## TEXT EXCERPT
It is feared that the trend for 'selfies' is contributing to an increase in the number of people having plastic surgery as people are becoming more focused on their looks.
US surgeons have said that the tendency to examine our faced under the microscope of a camera lens as lead to more people choosing to go under the knife in a bid to improve their looks.
The American Academy of Facial Plastic and Reconstructive Surgery revealed that one third of its 2,700 members reported an increase in procedures last year as a result of pictures being taken on social media.
The organisation reported a 10% rise in nose jobs, a 7% increase in hair transplants and a 6% increase in eyelid surgery.
President of the AAFPRS, Dr Edward Farrior, said that selfies are encouraging young people to be more self-critical about their appearance than ever before.
"Social platforms like Instagram, Snapchat and the iPhone app Selfie.im, which are solely image based, force patients to hold a microscope up to their own image and often look at it with a more self-critical eye than ever before," he explained.
"These images are often the first impressions young people put out there to prospective friends, romantic interests and employers and our patients want to put their best face forward."
The trend has resulted plastic surgeons reporting a rise in cosmetic surgery among the under-30s, with women seeking operations for face lifts, nose jobs and Botox.
Britons now take 35 million selfies a month and more than half of adults have taken one, including 29 % of over 65s.
Celebrities such as Kim Kardashian, Miley Cyrus, Kelly Brook and Lindsay Lohan are all notorious for taking selfies.
A selfie taken at the Oscars by host Ellen Degeneres featuring a host of Hollywood A listers including Bradley Cooper Meryl Streep, Jennifer Lawrence, Brad Pitt and Kevin Spacey has became the most forwarded tweet of all time, recording over 3.5 million retweets.
The celebrity selfie has inspired many copycats with a Lego version, a Simpsons version and one of Bollywood's biggest stars Shah Rukh Khan appearing in a celebrity group photo.
A selfie by David Cameron on a phone call to Barack Obama was widely mocked inspiring spoof selfies.
Most recently, at the Prince's Trust Awards Joan Collins tried to persuade Prince Charles to join her and several British stars for a selfie, however the Prince declined.
The most controversial selfie was taken by the Danish Prime Minister Helle Thorning-Schmidt who took the snap on her camera phone with Barack Obama and David Cameron during the memorial event for Nelson Mandela.
Selfies have become such an intrinsic part of daily life that the word has been incorporated into the Oxford English Dictionary.

## EXERCISE 1
Copy the passage of the article on selfies and plastic surgery between "US surgeons have" and "than ever before.", inclusive.
## EXERCISE 2
Determine whether each statement agrees with the article on selfies and plastic surgery, answering yes or no and quoting the words that decide it: (a) The organization reported a 10% rise in nose jobs. (b) Prince Charles joined Joan Collins for a selfie at the Prince's Trust Awards. (c) The word "selfie" has been added to the Oxford English Dictionary.

## MATERIAL PROVIDED
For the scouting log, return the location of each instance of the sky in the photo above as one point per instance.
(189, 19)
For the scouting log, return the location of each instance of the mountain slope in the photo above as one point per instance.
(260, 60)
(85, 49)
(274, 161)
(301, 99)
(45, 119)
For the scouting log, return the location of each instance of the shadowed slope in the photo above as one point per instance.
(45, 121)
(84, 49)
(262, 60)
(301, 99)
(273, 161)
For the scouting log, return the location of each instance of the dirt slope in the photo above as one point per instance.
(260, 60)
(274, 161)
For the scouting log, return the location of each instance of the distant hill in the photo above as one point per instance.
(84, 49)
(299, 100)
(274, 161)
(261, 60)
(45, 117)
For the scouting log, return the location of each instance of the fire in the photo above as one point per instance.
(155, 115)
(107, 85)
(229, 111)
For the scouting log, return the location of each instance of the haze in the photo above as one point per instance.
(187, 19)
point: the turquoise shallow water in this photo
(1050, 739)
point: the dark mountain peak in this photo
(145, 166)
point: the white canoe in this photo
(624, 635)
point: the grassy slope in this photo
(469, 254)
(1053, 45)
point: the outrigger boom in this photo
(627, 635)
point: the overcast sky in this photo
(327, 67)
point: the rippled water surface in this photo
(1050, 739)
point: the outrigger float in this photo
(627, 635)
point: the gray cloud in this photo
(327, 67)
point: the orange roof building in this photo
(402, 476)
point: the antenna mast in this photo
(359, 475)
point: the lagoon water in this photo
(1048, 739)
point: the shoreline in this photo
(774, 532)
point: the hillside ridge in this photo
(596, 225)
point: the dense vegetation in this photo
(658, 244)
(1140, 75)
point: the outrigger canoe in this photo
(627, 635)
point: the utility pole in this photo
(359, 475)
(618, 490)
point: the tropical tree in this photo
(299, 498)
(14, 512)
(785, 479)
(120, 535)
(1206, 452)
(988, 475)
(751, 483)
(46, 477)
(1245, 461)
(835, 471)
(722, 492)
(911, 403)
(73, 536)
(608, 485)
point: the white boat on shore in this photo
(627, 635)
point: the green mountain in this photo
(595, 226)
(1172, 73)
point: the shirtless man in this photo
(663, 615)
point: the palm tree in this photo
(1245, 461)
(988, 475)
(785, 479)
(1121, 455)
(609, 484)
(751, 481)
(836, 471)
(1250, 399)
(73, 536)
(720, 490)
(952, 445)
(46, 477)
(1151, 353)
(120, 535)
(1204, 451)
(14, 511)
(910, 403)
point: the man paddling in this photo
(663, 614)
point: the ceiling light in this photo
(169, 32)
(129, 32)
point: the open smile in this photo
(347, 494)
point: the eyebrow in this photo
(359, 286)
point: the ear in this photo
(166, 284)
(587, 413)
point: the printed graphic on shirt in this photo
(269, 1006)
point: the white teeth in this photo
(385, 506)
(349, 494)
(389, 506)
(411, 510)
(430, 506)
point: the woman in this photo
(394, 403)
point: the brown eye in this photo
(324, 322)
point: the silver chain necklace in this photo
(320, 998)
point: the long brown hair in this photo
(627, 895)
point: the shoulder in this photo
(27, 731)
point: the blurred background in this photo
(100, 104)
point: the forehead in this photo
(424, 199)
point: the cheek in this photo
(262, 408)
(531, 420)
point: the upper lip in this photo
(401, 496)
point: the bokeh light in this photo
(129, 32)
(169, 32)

## EXERCISE RESPONSE 1
US surgeons have said that the tendency to examine our faced under the microscope of a camera lens as lead to more people choosing to go under the knife in a bid to improve their looks.
The American Academy of Facial Plastic and Reconstructive Surgery revealed that one third of its 2,700 members reported an increase in procedures last year as a result of pictures being taken on social media.
The organisation reported a 10% rise in nose jobs, a 7% increase in hair transplants and a 6% increase in eyelid surgery.
President of the AAFPRS, Dr Edward Farrior, said that selfies are encouraging young people to be more self-critical about their appearance than ever before.

## EXERCISE RESPONSE 2
(a) Yes: "The organisation reported a 10% rise in nose jobs"
(b) No: "however the Prince declined."
(c) Yes: "the word has been incorporated into the Oxford English Dictionary."